## Materials provided
# # # # # # #
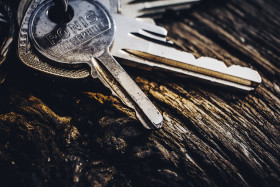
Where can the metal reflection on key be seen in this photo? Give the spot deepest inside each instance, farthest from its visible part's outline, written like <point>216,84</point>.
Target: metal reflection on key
<point>145,46</point>
<point>86,39</point>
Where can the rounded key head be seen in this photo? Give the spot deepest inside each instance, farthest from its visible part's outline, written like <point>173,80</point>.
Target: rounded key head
<point>87,34</point>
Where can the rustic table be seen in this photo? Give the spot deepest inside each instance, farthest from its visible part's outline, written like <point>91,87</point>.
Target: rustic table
<point>59,132</point>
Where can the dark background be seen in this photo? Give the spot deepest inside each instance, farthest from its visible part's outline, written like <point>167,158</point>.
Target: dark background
<point>57,132</point>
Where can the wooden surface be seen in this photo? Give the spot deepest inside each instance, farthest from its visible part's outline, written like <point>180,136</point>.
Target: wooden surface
<point>61,132</point>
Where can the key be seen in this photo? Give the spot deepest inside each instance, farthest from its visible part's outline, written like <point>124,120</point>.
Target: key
<point>132,41</point>
<point>70,44</point>
<point>145,49</point>
<point>30,58</point>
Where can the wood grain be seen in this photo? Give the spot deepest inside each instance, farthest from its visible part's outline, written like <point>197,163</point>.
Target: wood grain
<point>62,132</point>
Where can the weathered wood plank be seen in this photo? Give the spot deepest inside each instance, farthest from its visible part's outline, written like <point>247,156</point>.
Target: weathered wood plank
<point>62,132</point>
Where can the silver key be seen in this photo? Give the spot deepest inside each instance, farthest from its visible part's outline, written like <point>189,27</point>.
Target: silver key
<point>144,49</point>
<point>131,48</point>
<point>86,39</point>
<point>30,58</point>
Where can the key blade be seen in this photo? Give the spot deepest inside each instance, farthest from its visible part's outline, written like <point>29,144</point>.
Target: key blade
<point>205,66</point>
<point>150,52</point>
<point>128,92</point>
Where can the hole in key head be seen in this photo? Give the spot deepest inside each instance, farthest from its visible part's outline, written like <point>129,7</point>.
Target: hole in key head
<point>56,15</point>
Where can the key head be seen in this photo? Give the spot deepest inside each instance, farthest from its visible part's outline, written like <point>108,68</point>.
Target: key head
<point>31,58</point>
<point>88,34</point>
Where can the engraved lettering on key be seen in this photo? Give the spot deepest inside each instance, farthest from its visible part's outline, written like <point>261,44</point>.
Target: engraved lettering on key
<point>60,39</point>
<point>58,36</point>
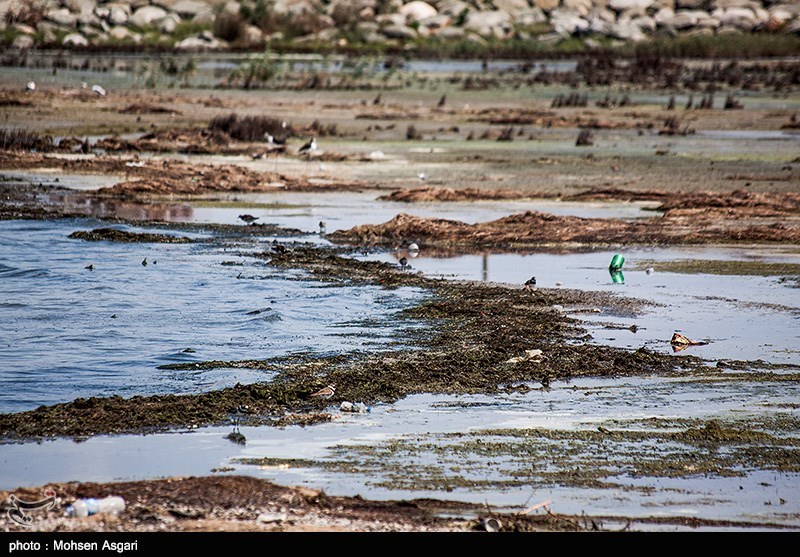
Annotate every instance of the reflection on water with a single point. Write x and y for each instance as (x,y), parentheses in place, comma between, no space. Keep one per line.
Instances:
(70,331)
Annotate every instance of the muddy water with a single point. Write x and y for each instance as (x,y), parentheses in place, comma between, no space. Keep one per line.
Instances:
(73,332)
(430,446)
(742,317)
(60,341)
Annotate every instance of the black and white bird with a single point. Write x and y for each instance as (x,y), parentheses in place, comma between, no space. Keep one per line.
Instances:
(308,146)
(325,393)
(272,140)
(238,413)
(530,284)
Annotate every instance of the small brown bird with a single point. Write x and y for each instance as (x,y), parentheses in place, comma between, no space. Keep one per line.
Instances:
(325,392)
(530,284)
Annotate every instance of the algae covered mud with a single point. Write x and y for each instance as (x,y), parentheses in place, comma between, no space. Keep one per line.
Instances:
(176,288)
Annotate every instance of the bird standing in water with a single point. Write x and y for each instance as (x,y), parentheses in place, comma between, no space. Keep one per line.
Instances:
(530,284)
(308,147)
(325,393)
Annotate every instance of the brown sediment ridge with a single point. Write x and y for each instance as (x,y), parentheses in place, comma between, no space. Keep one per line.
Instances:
(235,503)
(786,202)
(687,219)
(159,177)
(471,341)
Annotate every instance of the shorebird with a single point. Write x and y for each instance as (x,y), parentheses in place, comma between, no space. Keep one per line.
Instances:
(530,284)
(272,140)
(308,146)
(238,413)
(325,393)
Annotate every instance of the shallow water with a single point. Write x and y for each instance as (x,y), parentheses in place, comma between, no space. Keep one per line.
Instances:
(741,317)
(60,342)
(422,423)
(71,332)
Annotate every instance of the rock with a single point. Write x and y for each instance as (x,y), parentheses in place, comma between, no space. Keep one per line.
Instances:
# # # # # # #
## Objective
In the records above, return only the line that contains "Annotate every instance of the brown" and every line after it through the last, exactly as they appear.

## Answer to the problem
Annotate every instance of the brown sediment ridge with a single point. Write x and y for each instance as (x,y), parentheses in place, comma between, no space. Keep one per line.
Instances:
(235,503)
(786,202)
(687,219)
(159,177)
(471,341)
Annotate every instance of the shorebird with a single point. Write x and y for each instance as (x,y), parentheses in place, comma between, no space. Keep one per line.
Instances:
(530,284)
(272,140)
(308,146)
(238,413)
(325,393)
Annotate every instance of the shallow water with a single point. Write x and y for each instance as (x,y), parentheses in place, comma between, no space. Keep one per line.
Instances:
(741,317)
(60,342)
(422,423)
(71,332)
Annotate every instance of the rock with a single point. Write x and y for each instance as (x,y), parentheses in place, comma between, no space. Keep one per line.
Instances:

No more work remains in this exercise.